── EXTRACT TO READ ──

Re: [PATCH 1/1] EDAC/ghes: Fix for NULL pointer dereference in ghes_edac_register()

From: Borislav Petkov
Date: Wed Aug 26 2020 - 04:52:37 EST


On Tue, Aug 25, 2020 at 02:01:08PM +0100, Shiju Jose wrote:
> After the 'commit b9cae27728d1 ("EDAC/ghes: Scan the system once on driver init")'
> applied, following error has occurred in ghes_edac_register() when
> CONFIG_DEBUG_TEST_DRIVER_REMOVE is enabled. The null ghes_hw.dimms pointer
> in the mci_for_each_dimm() of ghes_edac_register() caused the error.
>
> The error occurs when all the previously initialized ghes instances are
> removed and then probe a new ghes instance. In this case, the ghes_refcount
> would be 0, ghes_hw.dimms and mci already freed. The ghes_hw.dimms would
> be null because ghes_scan_system() would not call enumerate_dimms() again.

Try the below instead and see if it fixes the issue for you too.

If it does, pls send it as v2 but do not add the splat to the commit
message - that's a lot of noise for something which is clear why it
happens and you explain it properly in text anyway.

Thx.

───
── MATERIAL ──

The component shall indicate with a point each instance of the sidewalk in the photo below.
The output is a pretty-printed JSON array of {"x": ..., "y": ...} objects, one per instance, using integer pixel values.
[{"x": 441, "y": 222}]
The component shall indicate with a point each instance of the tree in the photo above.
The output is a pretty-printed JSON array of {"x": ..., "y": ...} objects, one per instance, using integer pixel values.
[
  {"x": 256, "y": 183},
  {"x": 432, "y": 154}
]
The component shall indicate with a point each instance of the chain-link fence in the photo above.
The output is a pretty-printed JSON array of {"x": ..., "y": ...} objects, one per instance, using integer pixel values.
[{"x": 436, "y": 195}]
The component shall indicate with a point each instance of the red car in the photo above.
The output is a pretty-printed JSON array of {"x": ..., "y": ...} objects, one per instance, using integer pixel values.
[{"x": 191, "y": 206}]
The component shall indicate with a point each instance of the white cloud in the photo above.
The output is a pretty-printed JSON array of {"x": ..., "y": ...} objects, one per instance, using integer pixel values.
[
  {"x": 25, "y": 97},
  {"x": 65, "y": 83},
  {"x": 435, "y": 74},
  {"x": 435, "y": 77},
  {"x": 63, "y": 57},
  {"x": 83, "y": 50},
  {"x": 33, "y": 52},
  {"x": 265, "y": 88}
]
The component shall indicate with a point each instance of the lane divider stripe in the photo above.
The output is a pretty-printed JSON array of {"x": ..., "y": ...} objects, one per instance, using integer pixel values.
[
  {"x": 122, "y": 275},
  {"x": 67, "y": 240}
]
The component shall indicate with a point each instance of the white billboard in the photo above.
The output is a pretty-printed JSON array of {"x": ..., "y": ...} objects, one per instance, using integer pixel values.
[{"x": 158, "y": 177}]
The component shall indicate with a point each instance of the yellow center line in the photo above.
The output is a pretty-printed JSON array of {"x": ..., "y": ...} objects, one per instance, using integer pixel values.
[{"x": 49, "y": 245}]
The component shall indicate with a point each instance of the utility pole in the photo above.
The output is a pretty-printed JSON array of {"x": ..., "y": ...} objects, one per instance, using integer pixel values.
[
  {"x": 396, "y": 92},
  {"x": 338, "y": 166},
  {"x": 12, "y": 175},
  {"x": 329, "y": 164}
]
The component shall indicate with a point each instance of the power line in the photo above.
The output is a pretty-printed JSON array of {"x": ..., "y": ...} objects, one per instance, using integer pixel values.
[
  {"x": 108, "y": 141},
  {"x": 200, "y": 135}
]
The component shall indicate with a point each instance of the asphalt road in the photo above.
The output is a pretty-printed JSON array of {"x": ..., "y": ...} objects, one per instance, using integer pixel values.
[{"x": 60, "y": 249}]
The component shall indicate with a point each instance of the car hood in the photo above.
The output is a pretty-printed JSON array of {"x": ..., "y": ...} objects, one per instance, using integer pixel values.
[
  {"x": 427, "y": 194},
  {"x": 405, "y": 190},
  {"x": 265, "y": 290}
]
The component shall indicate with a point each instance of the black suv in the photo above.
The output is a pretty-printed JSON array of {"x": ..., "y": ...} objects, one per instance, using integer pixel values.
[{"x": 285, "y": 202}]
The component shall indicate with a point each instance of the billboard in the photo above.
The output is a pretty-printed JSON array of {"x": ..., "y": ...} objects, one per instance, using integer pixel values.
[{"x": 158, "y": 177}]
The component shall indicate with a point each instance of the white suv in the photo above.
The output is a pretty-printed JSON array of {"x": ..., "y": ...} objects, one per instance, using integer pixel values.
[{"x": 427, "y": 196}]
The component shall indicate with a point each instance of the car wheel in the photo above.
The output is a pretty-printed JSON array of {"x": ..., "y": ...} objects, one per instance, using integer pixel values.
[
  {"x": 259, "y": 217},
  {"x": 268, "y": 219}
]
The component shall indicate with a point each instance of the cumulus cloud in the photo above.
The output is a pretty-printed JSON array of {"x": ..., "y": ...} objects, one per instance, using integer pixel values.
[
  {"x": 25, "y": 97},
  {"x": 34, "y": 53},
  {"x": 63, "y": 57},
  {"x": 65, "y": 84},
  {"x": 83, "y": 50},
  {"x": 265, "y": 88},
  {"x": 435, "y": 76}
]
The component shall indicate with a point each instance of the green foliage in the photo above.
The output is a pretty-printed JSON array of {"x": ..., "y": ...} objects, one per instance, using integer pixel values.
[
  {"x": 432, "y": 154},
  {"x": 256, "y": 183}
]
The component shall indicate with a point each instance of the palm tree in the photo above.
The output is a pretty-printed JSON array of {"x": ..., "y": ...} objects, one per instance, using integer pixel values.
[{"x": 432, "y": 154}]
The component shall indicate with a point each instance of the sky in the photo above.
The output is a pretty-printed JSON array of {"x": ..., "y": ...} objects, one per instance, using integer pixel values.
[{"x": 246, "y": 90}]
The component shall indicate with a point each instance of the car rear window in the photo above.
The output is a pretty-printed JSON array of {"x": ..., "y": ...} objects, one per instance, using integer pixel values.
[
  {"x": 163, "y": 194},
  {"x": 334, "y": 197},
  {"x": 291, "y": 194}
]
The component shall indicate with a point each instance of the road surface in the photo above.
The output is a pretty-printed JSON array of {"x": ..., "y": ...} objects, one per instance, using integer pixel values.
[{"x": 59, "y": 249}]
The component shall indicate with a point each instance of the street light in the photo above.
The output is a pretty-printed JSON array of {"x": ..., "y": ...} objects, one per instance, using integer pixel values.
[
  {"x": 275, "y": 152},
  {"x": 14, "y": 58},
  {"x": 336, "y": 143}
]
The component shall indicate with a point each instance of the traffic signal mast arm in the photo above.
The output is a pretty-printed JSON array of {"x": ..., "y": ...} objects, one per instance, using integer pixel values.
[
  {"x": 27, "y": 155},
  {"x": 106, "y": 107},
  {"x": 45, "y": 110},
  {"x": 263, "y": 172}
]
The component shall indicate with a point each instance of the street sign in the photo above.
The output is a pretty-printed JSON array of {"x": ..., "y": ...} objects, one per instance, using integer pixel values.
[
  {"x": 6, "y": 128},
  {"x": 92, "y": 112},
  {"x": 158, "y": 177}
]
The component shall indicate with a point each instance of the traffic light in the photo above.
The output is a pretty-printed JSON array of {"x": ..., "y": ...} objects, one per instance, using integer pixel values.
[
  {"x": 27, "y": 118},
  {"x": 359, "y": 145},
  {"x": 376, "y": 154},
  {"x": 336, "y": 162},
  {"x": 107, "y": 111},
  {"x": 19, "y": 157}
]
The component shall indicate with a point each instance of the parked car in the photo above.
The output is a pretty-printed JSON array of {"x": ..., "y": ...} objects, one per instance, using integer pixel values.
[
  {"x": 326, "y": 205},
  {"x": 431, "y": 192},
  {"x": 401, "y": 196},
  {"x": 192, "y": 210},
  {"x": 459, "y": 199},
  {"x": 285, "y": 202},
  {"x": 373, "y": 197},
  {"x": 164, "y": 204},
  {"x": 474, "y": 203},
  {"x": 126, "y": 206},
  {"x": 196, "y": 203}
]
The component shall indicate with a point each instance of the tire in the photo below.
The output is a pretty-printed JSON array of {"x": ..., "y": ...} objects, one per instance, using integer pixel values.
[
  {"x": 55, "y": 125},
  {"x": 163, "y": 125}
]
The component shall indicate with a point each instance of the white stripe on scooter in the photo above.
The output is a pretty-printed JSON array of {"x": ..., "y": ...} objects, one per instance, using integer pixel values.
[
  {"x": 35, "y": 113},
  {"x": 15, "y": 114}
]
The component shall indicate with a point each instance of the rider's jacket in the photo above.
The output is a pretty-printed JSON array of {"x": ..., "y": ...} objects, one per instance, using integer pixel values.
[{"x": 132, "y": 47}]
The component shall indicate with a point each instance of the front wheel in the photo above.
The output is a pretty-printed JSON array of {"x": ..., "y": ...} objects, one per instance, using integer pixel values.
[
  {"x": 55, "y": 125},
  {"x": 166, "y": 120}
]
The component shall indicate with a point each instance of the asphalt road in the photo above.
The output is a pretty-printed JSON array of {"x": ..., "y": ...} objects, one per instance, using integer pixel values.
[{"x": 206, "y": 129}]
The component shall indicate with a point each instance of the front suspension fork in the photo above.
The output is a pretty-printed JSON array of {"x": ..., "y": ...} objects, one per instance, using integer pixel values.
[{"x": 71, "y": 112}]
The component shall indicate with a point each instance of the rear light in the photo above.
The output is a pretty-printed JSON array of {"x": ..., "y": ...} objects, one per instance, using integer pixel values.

───

- ACTIONS TO TAKE
**a)** Show every line of the records that contains the word "billboard", treating uppercase and lowercase as different.
**b)** Carry on the reply about the EDAC/ghes NULL pointer fix from the point where it stops.

- WRITTEN RESPONSES
**a)**
The component shall indicate with a point each instance of the white billboard in the photo above.
The component shall indicate with a point each instance of the billboard in the photo above.

**b)**
---
diff --git a/drivers/edac/ghes_edac.c b/drivers/edac/ghes_edac.c
index da60c29468a7..54ebc8afc6b1 100644
--- a/drivers/edac/ghes_edac.c
+++ b/drivers/edac/ghes_edac.c
@@ -55,6 +55,8 @@ static DEFINE_SPINLOCK(ghes_lock);
static bool __read_mostly force_load;
module_param(force_load, bool, 0);

+static bool system_scanned;
+
/* Memory Device - Type 17 of SMBIOS spec */
struct memdev_dmi_entry {
u8 type;
@@ -225,14 +227,12 @@ static void enumerate_dimms(const struct dmi_header *dh, void *arg)

static void ghes_scan_system(void)
{
- static bool scanned;
-
- if (scanned)
+ if (system_scanned)
return;

dmi_walk(enumerate_dimms, &ghes_hw);

- scanned = true;
+ system_scanned = true;
}

void ghes_edac_report_mem_error(int sev, struct cper_sec_mem_err *mem_err)
@@ -631,6 +631,8 @@ void ghes_edac_unregister(struct ghes *ghes)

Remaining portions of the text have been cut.